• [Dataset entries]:

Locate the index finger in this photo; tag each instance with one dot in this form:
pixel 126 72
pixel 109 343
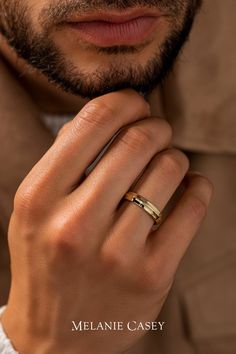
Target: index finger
pixel 66 161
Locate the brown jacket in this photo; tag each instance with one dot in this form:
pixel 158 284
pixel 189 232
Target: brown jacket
pixel 199 100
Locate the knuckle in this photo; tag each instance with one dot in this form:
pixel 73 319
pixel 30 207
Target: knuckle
pixel 197 207
pixel 96 114
pixel 165 130
pixel 27 201
pixel 174 162
pixel 137 137
pixel 66 237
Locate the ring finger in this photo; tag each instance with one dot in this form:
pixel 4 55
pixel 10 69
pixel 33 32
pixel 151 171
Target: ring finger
pixel 158 183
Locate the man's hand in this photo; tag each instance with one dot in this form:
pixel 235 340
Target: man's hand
pixel 79 252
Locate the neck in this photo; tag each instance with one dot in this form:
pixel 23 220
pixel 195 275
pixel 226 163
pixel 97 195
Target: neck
pixel 46 96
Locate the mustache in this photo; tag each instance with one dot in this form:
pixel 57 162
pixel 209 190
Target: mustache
pixel 61 10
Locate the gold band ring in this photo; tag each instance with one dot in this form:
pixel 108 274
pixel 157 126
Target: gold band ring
pixel 145 204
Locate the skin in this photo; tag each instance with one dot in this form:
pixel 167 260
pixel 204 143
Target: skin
pixel 81 253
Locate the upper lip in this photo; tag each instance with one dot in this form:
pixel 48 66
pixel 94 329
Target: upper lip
pixel 116 17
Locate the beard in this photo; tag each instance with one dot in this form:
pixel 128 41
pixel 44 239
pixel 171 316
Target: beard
pixel 41 53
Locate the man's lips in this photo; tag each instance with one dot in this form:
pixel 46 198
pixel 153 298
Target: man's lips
pixel 109 29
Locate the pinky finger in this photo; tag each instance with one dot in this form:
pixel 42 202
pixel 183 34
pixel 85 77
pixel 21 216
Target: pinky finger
pixel 170 242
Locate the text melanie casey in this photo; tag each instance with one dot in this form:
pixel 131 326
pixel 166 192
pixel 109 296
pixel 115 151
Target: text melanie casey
pixel 117 326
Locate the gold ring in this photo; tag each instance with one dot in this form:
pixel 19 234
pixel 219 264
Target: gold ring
pixel 145 204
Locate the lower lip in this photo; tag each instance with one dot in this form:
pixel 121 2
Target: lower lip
pixel 105 34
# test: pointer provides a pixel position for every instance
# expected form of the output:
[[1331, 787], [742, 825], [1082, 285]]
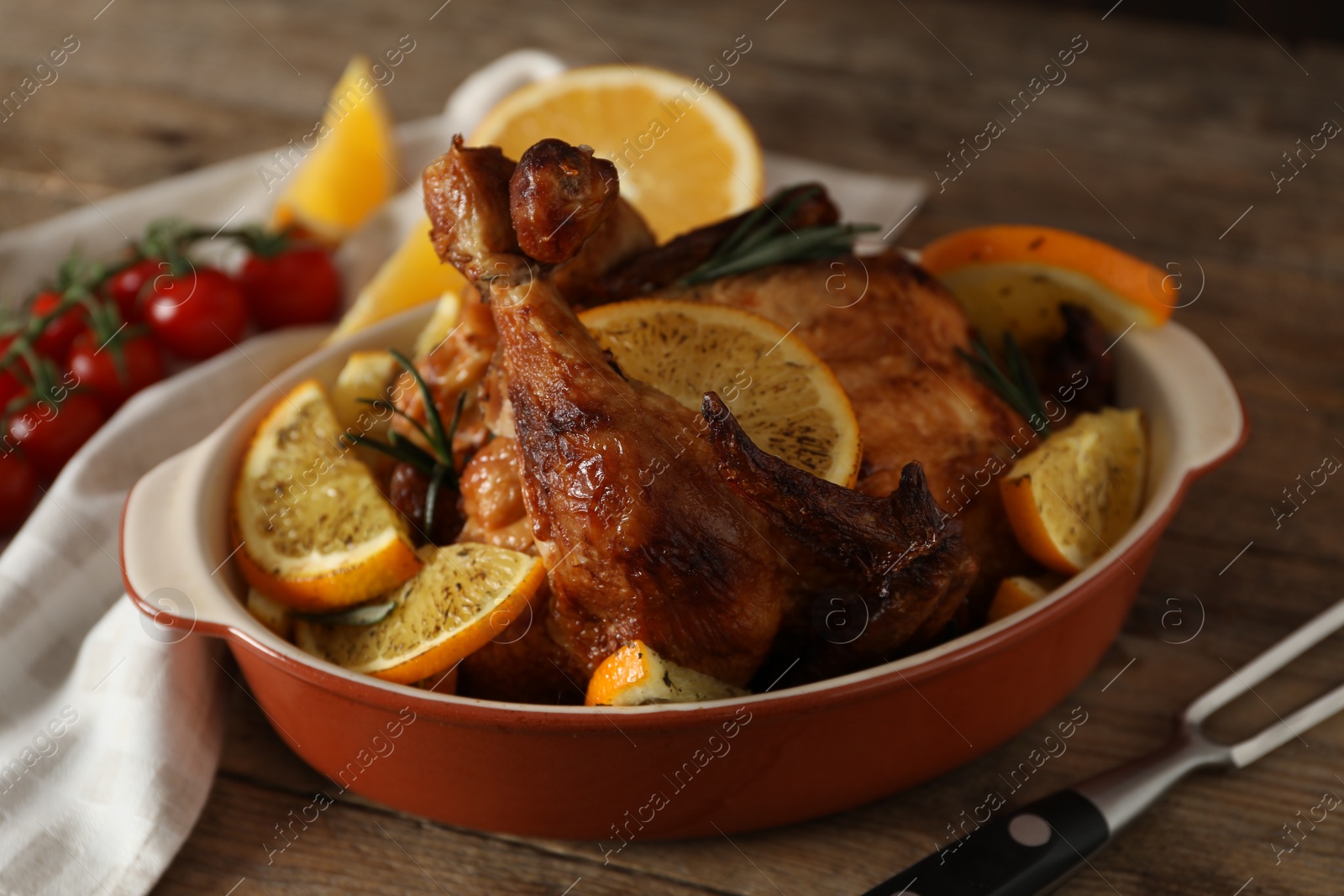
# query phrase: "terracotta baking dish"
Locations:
[[676, 770]]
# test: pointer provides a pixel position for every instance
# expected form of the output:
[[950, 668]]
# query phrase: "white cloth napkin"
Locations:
[[111, 725]]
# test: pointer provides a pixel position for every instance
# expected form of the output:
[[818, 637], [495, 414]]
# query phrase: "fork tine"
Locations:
[[1285, 730], [1265, 665]]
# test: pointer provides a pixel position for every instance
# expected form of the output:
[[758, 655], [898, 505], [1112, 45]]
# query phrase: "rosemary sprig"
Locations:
[[1016, 385], [764, 238], [437, 463]]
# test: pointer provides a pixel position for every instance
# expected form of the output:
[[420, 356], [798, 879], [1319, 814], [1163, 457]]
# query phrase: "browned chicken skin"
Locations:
[[900, 566], [890, 333], [676, 560], [705, 573]]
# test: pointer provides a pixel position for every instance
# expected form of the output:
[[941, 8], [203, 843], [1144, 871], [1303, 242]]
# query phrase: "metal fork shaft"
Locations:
[[1126, 792]]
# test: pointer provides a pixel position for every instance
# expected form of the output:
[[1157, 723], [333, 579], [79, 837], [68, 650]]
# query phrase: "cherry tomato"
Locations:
[[197, 315], [60, 332], [97, 369], [50, 434], [127, 285], [296, 286], [18, 488]]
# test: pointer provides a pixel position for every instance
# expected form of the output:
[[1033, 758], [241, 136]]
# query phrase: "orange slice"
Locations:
[[636, 676], [412, 275], [315, 530], [1073, 497], [465, 595], [685, 154], [1018, 593], [353, 168], [785, 396], [1014, 277]]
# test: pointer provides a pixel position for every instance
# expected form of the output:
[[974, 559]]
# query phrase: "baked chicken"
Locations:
[[719, 559]]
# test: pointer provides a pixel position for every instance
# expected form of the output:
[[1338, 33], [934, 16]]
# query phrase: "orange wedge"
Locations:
[[316, 532], [1018, 593], [465, 595], [353, 168], [1072, 499], [685, 154], [785, 396], [412, 275], [636, 676], [1014, 277]]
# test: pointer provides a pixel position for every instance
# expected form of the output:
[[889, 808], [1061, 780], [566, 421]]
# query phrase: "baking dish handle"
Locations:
[[1200, 392], [161, 567]]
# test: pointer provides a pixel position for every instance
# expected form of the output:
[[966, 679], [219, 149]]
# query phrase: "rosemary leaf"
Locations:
[[764, 238], [1018, 389]]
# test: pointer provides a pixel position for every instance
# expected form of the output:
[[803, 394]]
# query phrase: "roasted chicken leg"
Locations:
[[658, 523]]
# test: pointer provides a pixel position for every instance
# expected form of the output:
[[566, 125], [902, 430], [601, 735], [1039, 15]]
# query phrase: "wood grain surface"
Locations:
[[1162, 141]]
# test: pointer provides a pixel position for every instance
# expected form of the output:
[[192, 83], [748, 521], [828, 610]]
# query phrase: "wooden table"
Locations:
[[1162, 140]]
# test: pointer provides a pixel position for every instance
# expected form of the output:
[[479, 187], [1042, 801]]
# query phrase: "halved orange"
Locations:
[[685, 156], [316, 532], [636, 676], [349, 170], [1014, 277], [1073, 497], [1019, 591], [465, 595], [412, 275], [785, 396]]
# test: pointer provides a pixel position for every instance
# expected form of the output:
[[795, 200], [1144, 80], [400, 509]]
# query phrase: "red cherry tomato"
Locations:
[[60, 332], [50, 434], [127, 285], [198, 315], [97, 369], [296, 286], [18, 488]]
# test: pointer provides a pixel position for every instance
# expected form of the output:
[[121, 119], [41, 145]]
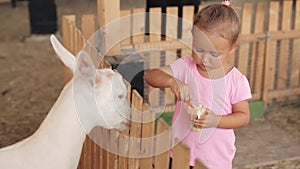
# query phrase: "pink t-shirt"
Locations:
[[214, 147]]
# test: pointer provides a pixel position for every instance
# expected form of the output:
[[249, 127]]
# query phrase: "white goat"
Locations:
[[58, 142]]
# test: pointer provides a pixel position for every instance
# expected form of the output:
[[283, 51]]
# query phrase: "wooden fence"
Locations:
[[268, 55], [94, 156]]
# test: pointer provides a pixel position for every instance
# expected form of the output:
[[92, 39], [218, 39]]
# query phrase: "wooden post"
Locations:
[[295, 63], [270, 52], [67, 21], [181, 156], [284, 45], [162, 160], [108, 11], [258, 52], [148, 136], [245, 29], [135, 131]]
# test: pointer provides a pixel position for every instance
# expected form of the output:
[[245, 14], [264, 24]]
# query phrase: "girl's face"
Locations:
[[210, 51]]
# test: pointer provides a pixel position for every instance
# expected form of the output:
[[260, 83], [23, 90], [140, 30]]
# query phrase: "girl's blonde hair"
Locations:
[[221, 19]]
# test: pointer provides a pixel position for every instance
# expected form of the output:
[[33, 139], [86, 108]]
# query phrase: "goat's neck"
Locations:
[[61, 135]]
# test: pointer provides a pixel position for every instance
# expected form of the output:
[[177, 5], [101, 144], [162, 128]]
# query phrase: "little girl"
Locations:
[[208, 79]]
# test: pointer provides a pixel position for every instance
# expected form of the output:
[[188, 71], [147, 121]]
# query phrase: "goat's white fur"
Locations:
[[57, 143]]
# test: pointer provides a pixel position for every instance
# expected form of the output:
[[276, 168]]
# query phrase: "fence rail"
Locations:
[[269, 55]]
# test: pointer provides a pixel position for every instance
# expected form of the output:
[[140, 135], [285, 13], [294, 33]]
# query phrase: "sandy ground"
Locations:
[[31, 77]]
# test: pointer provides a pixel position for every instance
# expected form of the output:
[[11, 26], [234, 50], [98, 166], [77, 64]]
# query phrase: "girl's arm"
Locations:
[[160, 78], [163, 78], [239, 117]]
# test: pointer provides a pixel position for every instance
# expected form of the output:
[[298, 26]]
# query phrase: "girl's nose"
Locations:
[[204, 57]]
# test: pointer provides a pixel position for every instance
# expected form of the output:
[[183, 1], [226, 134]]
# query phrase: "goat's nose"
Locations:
[[128, 124]]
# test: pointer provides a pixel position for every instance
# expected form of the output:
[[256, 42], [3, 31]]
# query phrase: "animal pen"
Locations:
[[268, 55]]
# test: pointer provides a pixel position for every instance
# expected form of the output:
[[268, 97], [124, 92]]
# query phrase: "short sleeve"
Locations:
[[241, 90], [180, 66]]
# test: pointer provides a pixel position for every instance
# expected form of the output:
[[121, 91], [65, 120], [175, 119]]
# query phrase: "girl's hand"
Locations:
[[181, 90], [207, 120]]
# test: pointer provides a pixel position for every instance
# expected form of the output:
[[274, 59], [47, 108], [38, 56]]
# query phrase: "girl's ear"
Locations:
[[63, 54], [233, 48]]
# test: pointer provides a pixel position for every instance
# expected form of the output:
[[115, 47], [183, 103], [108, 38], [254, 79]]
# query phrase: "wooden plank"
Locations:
[[155, 57], [105, 143], [2, 1], [275, 94], [97, 150], [109, 11], [256, 78], [148, 124], [126, 27], [114, 148], [171, 55], [162, 158], [88, 25], [135, 131], [124, 149], [199, 165], [181, 156], [295, 62], [187, 17], [138, 25], [124, 138], [284, 46], [245, 29], [171, 23], [163, 45], [155, 24], [66, 41], [270, 51]]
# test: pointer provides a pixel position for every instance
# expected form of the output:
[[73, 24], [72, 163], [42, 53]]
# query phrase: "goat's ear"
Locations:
[[63, 54], [85, 66]]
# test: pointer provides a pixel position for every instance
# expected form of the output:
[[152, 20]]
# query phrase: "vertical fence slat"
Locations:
[[108, 11], [114, 147], [123, 139], [271, 47], [171, 55], [155, 57], [138, 25], [126, 27], [199, 165], [187, 16], [155, 24], [295, 63], [181, 156], [256, 78], [284, 46], [135, 131], [67, 21], [245, 29], [162, 160], [88, 25], [148, 118]]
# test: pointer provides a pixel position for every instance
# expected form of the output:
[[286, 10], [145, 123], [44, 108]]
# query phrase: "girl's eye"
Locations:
[[214, 54], [199, 50]]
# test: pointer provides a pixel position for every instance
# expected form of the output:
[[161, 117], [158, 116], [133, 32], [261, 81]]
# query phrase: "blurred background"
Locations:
[[31, 78]]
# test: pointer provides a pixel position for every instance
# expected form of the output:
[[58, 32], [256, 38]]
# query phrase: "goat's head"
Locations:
[[104, 94]]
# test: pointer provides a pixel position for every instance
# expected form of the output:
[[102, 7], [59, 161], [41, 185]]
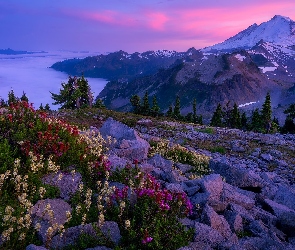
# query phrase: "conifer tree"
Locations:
[[256, 121], [217, 117], [176, 112], [47, 107], [266, 111], [145, 104], [11, 97], [290, 111], [155, 108], [235, 117], [170, 111], [244, 121], [24, 97], [195, 118], [135, 102], [73, 94]]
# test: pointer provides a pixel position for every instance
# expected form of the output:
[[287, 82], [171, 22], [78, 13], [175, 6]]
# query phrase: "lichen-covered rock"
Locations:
[[71, 235], [67, 183], [48, 213]]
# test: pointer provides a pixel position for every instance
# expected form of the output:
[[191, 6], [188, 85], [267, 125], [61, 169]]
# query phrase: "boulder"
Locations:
[[67, 183], [128, 143], [109, 229], [236, 174], [206, 236], [217, 222], [34, 247], [285, 215], [232, 195], [286, 196], [49, 212]]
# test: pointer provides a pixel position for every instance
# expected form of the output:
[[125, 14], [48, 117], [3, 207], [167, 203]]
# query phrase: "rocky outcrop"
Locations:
[[239, 205], [128, 143]]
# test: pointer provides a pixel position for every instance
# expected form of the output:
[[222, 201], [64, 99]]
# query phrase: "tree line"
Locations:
[[143, 107], [260, 120]]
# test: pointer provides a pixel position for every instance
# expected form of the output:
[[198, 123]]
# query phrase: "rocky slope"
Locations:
[[119, 65], [246, 202], [242, 70]]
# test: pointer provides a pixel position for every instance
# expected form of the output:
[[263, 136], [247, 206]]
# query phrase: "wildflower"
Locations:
[[127, 224]]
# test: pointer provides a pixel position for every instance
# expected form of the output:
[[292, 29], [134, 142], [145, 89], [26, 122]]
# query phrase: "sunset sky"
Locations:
[[130, 25]]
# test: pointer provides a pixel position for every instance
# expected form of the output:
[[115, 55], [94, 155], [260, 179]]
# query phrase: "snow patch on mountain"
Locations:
[[240, 57], [267, 69], [278, 30], [246, 104]]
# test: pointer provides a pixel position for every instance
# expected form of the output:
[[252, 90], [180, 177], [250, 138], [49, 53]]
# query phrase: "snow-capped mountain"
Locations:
[[279, 30]]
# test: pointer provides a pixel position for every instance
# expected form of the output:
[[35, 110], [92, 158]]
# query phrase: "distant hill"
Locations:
[[241, 70], [17, 52], [119, 65]]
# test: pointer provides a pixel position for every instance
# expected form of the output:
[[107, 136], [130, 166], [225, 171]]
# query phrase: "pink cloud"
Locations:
[[110, 17], [156, 20]]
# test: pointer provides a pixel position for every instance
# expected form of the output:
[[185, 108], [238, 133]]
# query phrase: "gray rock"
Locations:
[[245, 214], [67, 183], [217, 222], [286, 196], [99, 248], [231, 194], [160, 162], [236, 174], [117, 130], [117, 162], [109, 229], [234, 220], [261, 243], [41, 215], [213, 185], [128, 143], [285, 215], [266, 157], [205, 235], [34, 247]]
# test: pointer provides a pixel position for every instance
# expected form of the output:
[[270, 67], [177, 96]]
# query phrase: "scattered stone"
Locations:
[[34, 247], [67, 183]]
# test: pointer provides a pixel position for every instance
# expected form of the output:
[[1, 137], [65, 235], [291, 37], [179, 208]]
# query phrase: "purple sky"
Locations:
[[130, 25]]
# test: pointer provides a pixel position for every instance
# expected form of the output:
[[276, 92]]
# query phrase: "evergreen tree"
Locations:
[[256, 121], [73, 94], [135, 102], [47, 107], [200, 119], [289, 126], [235, 117], [227, 115], [155, 110], [24, 97], [195, 118], [266, 111], [170, 111], [244, 121], [216, 120], [176, 112], [98, 103], [145, 104], [290, 111], [11, 97]]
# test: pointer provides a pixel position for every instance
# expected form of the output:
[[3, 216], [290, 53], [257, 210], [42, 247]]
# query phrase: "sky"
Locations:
[[129, 25]]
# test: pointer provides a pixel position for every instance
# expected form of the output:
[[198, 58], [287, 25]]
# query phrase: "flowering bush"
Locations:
[[33, 144], [177, 153], [148, 215]]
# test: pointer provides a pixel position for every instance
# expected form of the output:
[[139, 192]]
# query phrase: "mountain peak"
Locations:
[[282, 17], [278, 30]]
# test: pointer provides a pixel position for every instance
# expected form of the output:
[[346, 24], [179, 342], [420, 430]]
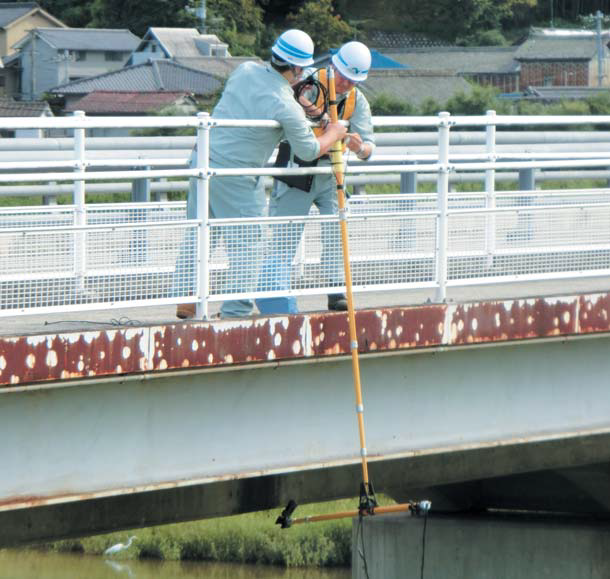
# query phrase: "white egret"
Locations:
[[114, 549]]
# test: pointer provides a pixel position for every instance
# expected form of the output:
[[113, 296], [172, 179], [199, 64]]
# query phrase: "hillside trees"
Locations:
[[325, 27], [239, 23]]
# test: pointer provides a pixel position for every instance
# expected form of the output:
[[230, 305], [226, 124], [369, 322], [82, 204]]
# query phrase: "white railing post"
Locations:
[[490, 188], [203, 214], [442, 206], [80, 215]]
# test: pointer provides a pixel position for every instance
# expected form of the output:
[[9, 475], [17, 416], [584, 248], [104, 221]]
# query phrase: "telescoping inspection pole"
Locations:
[[367, 494], [368, 503]]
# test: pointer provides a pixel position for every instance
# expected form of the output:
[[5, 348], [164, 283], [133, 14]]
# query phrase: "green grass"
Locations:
[[249, 538]]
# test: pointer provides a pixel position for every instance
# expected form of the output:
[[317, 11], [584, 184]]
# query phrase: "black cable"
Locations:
[[423, 546], [361, 552], [122, 321]]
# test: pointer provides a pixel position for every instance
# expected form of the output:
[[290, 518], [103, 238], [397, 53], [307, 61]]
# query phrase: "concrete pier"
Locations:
[[498, 546]]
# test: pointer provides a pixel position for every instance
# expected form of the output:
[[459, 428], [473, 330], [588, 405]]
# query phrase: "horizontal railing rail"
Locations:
[[79, 256]]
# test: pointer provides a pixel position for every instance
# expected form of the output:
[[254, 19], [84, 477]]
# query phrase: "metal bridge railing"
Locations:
[[84, 256]]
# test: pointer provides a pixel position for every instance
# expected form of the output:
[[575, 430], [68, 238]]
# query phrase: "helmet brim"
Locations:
[[346, 72]]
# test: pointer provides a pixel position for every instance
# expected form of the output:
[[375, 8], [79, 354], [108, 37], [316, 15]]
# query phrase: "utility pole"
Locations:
[[200, 12], [600, 48], [33, 63]]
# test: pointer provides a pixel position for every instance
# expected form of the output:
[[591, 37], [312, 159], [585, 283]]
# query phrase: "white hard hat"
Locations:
[[294, 46], [353, 61]]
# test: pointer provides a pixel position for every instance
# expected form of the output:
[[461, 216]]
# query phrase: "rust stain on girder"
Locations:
[[513, 320], [27, 359], [594, 313], [227, 343], [379, 329]]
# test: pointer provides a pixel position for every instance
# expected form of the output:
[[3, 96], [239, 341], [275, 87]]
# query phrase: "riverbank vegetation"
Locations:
[[250, 538]]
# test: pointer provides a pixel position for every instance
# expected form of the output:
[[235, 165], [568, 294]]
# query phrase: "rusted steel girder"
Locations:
[[225, 343]]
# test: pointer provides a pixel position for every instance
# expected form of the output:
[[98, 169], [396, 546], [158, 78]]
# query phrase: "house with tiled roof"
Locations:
[[187, 46], [414, 86], [488, 65], [49, 57], [12, 108], [116, 103], [560, 57], [148, 77], [16, 20]]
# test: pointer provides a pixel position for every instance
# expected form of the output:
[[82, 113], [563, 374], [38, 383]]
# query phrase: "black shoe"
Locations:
[[337, 302]]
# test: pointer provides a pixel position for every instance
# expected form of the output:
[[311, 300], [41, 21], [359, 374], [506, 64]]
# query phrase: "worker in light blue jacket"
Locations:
[[295, 195], [256, 91]]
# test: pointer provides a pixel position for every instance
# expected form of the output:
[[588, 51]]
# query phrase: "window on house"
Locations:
[[113, 56]]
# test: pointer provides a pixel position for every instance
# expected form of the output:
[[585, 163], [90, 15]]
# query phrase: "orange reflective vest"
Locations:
[[345, 108]]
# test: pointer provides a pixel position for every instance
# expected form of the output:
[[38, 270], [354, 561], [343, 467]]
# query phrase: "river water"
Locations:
[[28, 564]]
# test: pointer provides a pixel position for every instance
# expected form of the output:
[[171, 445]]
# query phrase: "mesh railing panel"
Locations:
[[125, 259], [104, 266], [132, 213], [532, 244], [292, 255]]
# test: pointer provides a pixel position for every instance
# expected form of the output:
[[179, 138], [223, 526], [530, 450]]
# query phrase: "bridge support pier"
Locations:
[[480, 546]]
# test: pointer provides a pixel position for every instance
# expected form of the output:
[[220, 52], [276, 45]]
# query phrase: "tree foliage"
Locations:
[[326, 28], [138, 16], [239, 23]]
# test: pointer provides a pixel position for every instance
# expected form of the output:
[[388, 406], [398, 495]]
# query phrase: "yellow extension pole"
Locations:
[[351, 514], [336, 159], [369, 507]]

• [WORK REQUEST]:
Please copy, exactly and with nothing else, the lines above beginning at the line that has "[[256, 42], [3, 31]]" and ending with the line that has "[[161, 117], [158, 116], [133, 32], [261, 81]]".

• [WORKED SOLUTION]:
[[256, 42], [3, 31]]
# query phrase: "animal pen"
Locations:
[[268, 55]]
# test: pointer provides a pixel position for every instance
# expected form of the output:
[[268, 97], [124, 92]]
# query phrase: "short sleeve"
Locations:
[[241, 90], [180, 66]]
# test: pointer provides a pixel position for every instance
# expected form of the output:
[[121, 91], [65, 120], [175, 119]]
# query phrase: "girl's hand"
Locations:
[[181, 90], [207, 120]]
# test: pointer provides a pixel position for every instance
# expected form of the output:
[[274, 59], [47, 108], [38, 56]]
# query phrase: "girl's ear"
Locations:
[[63, 54], [233, 48]]
# test: pointer provides a pixel position for every instance
# expected form of the output:
[[115, 47], [183, 103], [108, 38], [254, 79]]
# query phrase: "wooden plank"
Locations:
[[155, 57], [105, 143], [2, 1], [275, 94], [97, 150], [109, 11], [256, 78], [148, 124], [126, 27], [114, 148], [171, 55], [162, 158], [88, 25], [135, 131], [124, 149], [199, 165], [181, 156], [295, 62], [187, 17], [138, 25], [124, 138], [284, 46], [245, 29], [171, 23], [163, 45], [155, 24], [66, 41], [270, 51]]
# test: pointer provides a pixel position for every instance
# expected form of the output:
[[73, 24], [72, 163], [42, 53]]
# query phrase: "goat's ear"
Locations:
[[63, 54], [85, 66]]
# test: pointer provides a pixel position for every instance
# expected form of the output:
[[152, 20]]
# query phrase: "vertical fence slat"
Locations:
[[108, 11], [114, 147], [123, 139], [271, 47], [171, 55], [155, 57], [138, 25], [126, 27], [199, 165], [187, 16], [155, 24], [295, 63], [181, 156], [256, 78], [284, 46], [135, 131], [67, 21], [245, 29], [162, 160], [88, 25], [148, 118]]
# test: pointer provides a pixel position for every instance
# expected form of the output:
[[286, 10], [145, 123], [44, 108]]
# query phrase: "girl's eye"
Locations:
[[214, 54], [199, 50]]
# test: pointer provides a pixel position for every instance
# expected form of the output:
[[161, 117], [158, 116], [133, 32], [261, 81]]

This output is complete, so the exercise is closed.